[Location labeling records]

= = = = =

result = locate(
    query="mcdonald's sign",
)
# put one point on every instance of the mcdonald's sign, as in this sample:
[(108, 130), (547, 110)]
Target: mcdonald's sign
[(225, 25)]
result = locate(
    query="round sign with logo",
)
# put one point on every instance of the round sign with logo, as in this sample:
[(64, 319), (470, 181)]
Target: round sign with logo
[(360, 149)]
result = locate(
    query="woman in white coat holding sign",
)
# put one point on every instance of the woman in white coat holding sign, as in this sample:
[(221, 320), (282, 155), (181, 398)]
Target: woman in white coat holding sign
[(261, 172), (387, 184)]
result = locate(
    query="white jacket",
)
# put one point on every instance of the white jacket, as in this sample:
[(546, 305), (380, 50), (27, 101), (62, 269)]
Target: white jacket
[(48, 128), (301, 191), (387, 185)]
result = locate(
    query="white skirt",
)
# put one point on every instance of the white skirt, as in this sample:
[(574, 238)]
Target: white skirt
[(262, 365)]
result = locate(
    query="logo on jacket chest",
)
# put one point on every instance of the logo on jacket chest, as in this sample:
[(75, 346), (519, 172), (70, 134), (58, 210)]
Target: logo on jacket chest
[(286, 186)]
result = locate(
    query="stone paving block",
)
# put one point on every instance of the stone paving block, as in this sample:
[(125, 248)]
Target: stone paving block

= = = = =

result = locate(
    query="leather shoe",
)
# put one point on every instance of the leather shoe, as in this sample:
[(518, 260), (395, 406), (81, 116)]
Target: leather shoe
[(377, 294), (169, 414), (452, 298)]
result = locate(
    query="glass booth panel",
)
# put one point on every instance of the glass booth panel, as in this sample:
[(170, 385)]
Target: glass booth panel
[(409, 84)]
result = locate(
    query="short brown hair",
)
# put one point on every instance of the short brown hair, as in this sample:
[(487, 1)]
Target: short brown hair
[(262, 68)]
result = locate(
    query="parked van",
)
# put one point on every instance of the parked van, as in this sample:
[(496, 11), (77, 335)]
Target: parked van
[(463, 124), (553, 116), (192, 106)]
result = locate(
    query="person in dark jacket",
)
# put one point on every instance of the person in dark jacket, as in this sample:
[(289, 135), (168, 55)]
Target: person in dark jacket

= = = = =

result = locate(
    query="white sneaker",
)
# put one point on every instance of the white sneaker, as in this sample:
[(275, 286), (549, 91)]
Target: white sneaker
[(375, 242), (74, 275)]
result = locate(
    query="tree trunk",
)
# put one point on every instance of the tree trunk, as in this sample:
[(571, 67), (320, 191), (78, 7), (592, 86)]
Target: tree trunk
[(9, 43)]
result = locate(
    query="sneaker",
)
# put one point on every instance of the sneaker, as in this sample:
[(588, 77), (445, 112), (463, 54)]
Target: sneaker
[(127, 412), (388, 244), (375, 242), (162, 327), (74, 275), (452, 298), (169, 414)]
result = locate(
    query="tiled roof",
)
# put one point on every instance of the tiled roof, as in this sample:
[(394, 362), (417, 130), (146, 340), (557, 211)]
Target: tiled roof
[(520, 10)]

= = = = =

### Written task
Please show each line above that contains the word "block".

### Finished task
    query="stone paving block",
# put one point on every instance of the stone paving block, as in this sample:
Target: stone paving block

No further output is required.